[Collected data]

- - -

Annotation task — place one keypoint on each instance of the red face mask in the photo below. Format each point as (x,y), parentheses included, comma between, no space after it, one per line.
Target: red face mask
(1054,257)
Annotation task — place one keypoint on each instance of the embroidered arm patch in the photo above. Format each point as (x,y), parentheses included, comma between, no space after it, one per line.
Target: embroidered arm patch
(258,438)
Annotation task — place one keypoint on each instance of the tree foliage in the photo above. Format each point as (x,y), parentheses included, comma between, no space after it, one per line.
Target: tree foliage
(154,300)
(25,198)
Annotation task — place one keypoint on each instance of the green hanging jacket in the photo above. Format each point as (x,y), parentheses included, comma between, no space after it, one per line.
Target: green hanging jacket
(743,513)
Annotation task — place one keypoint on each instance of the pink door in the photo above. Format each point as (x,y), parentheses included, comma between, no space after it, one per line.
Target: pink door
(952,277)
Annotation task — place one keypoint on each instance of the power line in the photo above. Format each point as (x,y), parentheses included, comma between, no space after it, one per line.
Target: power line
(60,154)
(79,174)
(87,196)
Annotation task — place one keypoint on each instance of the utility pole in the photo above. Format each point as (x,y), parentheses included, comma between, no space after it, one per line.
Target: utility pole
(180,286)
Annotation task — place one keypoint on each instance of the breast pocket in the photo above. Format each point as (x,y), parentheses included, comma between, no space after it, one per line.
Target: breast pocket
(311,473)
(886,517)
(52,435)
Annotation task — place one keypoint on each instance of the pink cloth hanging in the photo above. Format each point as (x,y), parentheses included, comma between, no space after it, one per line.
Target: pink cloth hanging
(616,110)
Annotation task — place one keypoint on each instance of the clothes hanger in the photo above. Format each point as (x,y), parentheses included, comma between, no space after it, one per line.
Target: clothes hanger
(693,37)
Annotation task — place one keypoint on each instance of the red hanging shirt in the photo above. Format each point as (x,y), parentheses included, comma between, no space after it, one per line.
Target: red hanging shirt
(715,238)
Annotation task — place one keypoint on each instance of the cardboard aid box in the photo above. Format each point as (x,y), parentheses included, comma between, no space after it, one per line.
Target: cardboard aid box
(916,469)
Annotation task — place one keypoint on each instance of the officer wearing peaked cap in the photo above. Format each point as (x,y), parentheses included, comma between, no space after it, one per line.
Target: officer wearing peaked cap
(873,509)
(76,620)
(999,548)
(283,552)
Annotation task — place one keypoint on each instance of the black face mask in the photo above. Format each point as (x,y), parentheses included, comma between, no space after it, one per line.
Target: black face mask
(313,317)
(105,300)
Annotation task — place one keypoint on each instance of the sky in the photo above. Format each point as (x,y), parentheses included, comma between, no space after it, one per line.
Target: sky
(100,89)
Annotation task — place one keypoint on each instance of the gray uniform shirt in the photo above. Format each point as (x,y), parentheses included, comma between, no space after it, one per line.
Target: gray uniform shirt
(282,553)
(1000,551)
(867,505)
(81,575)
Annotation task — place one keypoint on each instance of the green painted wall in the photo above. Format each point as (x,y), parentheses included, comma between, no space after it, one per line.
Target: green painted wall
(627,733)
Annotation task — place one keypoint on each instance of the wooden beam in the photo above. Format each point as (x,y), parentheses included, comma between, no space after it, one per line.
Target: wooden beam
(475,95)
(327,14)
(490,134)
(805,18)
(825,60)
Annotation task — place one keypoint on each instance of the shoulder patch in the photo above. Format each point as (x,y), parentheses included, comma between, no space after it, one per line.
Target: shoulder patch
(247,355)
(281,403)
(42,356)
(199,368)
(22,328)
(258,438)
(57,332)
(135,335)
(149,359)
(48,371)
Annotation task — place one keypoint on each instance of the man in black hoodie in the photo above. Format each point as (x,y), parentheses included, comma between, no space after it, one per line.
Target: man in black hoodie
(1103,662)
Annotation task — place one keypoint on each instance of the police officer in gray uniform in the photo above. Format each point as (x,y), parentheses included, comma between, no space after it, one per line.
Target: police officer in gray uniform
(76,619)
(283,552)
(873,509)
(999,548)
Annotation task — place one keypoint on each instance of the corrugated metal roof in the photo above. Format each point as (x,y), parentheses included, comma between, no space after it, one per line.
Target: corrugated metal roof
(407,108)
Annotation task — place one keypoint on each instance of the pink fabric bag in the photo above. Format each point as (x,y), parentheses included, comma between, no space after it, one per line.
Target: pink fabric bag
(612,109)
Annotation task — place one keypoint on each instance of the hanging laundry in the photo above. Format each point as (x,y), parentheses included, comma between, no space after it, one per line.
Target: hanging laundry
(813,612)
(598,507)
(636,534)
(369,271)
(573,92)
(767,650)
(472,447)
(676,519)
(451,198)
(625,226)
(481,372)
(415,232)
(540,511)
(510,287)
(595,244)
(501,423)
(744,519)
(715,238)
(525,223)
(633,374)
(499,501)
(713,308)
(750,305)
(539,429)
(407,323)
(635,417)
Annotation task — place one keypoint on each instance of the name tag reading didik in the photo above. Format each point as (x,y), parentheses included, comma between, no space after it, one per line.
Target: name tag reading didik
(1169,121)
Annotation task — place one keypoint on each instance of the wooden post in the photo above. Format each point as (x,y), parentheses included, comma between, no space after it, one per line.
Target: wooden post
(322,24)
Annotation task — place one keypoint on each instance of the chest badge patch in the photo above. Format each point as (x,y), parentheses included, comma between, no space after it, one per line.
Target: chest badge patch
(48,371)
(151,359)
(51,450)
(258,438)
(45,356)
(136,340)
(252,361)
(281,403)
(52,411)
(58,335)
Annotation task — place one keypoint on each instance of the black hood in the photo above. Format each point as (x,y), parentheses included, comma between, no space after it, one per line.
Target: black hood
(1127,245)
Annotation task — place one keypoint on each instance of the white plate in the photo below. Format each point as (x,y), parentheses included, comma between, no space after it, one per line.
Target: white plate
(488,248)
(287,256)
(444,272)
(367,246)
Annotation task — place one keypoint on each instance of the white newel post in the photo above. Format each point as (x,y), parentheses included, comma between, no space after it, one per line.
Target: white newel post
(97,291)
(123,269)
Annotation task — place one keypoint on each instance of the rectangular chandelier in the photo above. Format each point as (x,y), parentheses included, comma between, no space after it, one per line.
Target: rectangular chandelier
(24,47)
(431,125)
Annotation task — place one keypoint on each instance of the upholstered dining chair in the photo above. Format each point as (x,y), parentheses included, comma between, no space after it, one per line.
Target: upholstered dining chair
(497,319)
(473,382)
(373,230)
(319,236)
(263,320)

- - -

Word for word, write out the data.

Annotation task — place one keypoint on each instance of the red face mask in the photo below. Format each point as (x,y), parentheses included, comma between, no space after it, one per line.
Target: red face mask
(1054,257)
Annotation task — place one keypoint on each instance of the embroidered arm patch in the photo above. Format each point as (x,y), parentheses included, comma between, no space after it, one per line.
Target: embroidered arm patch
(258,438)
Annotation task — place one keypoint on each instance of the tree foliage in the photo above. Format each point as (x,y), parentheses included, comma between, no space after it, one per line.
Target: tree foliage
(154,300)
(25,198)
Annotation task — place one keypoint on each instance of the green hanging jacket in the photo above. Format each point as (x,y), parentheses included, comma between, no space after it, one per line.
Target: green hanging jacket
(743,513)
Annotation task — place one keypoint on each instance of the pink door in the photo above. Format each point as (x,y), parentheses included, comma between, no space after it, one per line.
Target: pink door
(952,277)
Annotation task — place one keypoint on each instance of the power line in the photo above. Format each point as (x,y), parentheses included, comma between, no space after it, one per line.
Target: power line
(60,154)
(79,174)
(87,196)
Annotation task — place one keypoint on each instance of the utility pole in the photo above. Format each point as (x,y), parentheses included, comma between, no space after it, one per line.
Target: utility pole
(180,286)
Annotation task — place one keypoint on each instance of the breast pocket in the photo above. Format each point as (x,y), parentheses included, comma between, no space after it, one per line.
Target: breast pocket
(311,473)
(886,517)
(52,435)
Annotation task — place one keypoint on each instance of the pink cloth hanging in the photo above. Format each point as (x,y), parentheses included, comma between, no space after it, one per line.
Target: pink cloth hanging
(616,110)
Annotation task — place one keypoint on each instance of the clothes hanger in the photo above. Format each point as (x,y), parentheses included, comma between, no space after it, one per line.
Target: clothes hanger
(693,37)
Annotation task — place one keypoint on each instance of the red hanging shirt in the photo above. Format each point as (x,y), parentheses included, comma between, no space after it, one per line.
Target: red hanging shirt
(715,238)
Annotation task — place one keypoint on each instance of the cardboard aid box in the photo above. Format each point as (x,y), parentheses included, comma between, no space after it, one per line.
Target: cardboard aid box
(916,469)
Annotation task — place one keypoint on each instance of the officer wearing peaked cap in the photo above. Format each point as (x,y), parentheses included, comma between, no space after it, one per line.
Target: officer wearing peaked cap
(873,509)
(76,620)
(999,548)
(283,552)
Annotation task — place one keypoint on each instance of the black face mask in the photo above. Format each point as (x,y), parentheses included, comma between, no space after it, one per line.
Target: black face mask
(313,317)
(105,300)
Annotation task — place one keypoint on each instance of the sky in the photo above. Format each point as (x,y), parentheses included, comma between, no space after it, one per line.
Target: sky
(100,89)
Annotation task — place one keypoint on each instance of the gray uniform shirt in the photo above. Format each point as (x,y), parentheses included, comma between, no space after it, one per line.
Target: gray uniform shirt
(282,553)
(1000,551)
(867,505)
(81,575)
Annotation task — place one keypoint on each instance of the green painted wall in the photo above. Format each point as (x,y), parentheses included, comma between, no space after it, one per line.
Target: green painted wall
(627,733)
Annotation task — place one keypoint on each instance of the wooden beam in the photo above. Format each point as (x,y), parentheses included, comma between, no space after it, one per line.
Target: wooden beam
(475,95)
(327,14)
(490,134)
(805,18)
(825,60)
Annotation task — place one keypoint on each instance of the shoulder patch in the photo above. Format each point as (x,y), parentheses included, comma between, no space after it, one per line.
Target: shoulder patch
(247,355)
(281,403)
(42,356)
(199,368)
(22,328)
(258,438)
(57,332)
(135,335)
(149,359)
(48,371)
Annotation task — place one keypoint on each instance of the man in black hoodie in the photo above. Format each point as (x,y), parentheses included, comma between, no space after it, one per line.
Target: man in black hoodie
(1103,662)
Annotation task — place one keypoint on each instance of the police officer in gray uniform in the photo above. Format each point as (x,y), parentheses included, comma between, no space after it, one per line.
Target: police officer in gray uniform
(76,619)
(283,552)
(873,509)
(999,548)
Annotation task — place one keypoint on each instance of the corrugated metal roof in the photo above. Format each point as (x,y), parentheses included, comma between, no space after it, one per line.
Target: corrugated metal roof
(407,108)
Annotation task — place one keypoint on each instance of the pink fabric bag in the photo above. Format each point as (x,y), parentheses included, comma between, no space after it, one per line.
Target: pink fabric bag
(612,109)
Annotation task — place one keypoint on each instance of the hanging laundry in the photo above. Format each point as (x,y), parentheses included, comma between, no space after it, one per line.
Target: hanging laundry
(813,612)
(598,507)
(636,534)
(369,271)
(573,92)
(767,650)
(472,447)
(676,519)
(451,198)
(625,226)
(481,372)
(415,232)
(540,511)
(510,287)
(595,244)
(501,423)
(744,519)
(715,238)
(525,223)
(633,374)
(499,501)
(713,308)
(750,305)
(539,429)
(407,323)
(635,417)
Annotation task — place one keypoint on each instance of the name tag reading didik in the photo above. Format each point as (x,y), parentheses included, comma between, no space after it, one per line.
Target: name tag reading didik
(1169,121)
Annotation task — place one keypoint on each instance of the wooden post in the photo above. Format each point as (x,y), parentheses included, comma between, no space after it, one per line.
Target: wooden post
(322,24)
Annotation task — place one keypoint on each instance of the chest badge patch in the photo above. Format each point as (x,y), parentheses included, comma between, no space after it, one per line.
Target: chest badge patch
(48,371)
(151,359)
(51,450)
(258,438)
(45,356)
(136,340)
(252,361)
(281,403)
(52,411)
(58,335)
Annotation task — place one keypoint on each instance of the black hood in the photo above. Format each point as (x,y), parentheses included, comma between, no space after it, one per line.
Target: black hood
(1127,245)
Annotation task — place one keypoint on each instance of the white plate in the photo below. Format each point as (x,y), parentheses included, comma between, no space after it, one per line.
Target: white plate
(488,248)
(287,256)
(444,272)
(367,246)
Annotation task — place one keypoint on each instance of the white newel post in the photo above. Format each point as (x,y), parentheses included, comma between, no space after it, one per line.
Target: white newel post
(97,291)
(123,269)
Annotation task — place one keypoint on each instance of the rectangular chandelier in the photo above. Format each point as (x,y), parentheses included, comma between, no space after it, one per line.
Target: rectangular chandelier
(24,47)
(431,125)
Annotation task — place one keypoint on each instance of the upholstered dining chair in the photo above. Format each point as (x,y), parentheses included, comma between, no space after it, one per line.
Target: upholstered dining chair
(497,319)
(473,382)
(373,230)
(319,236)
(263,320)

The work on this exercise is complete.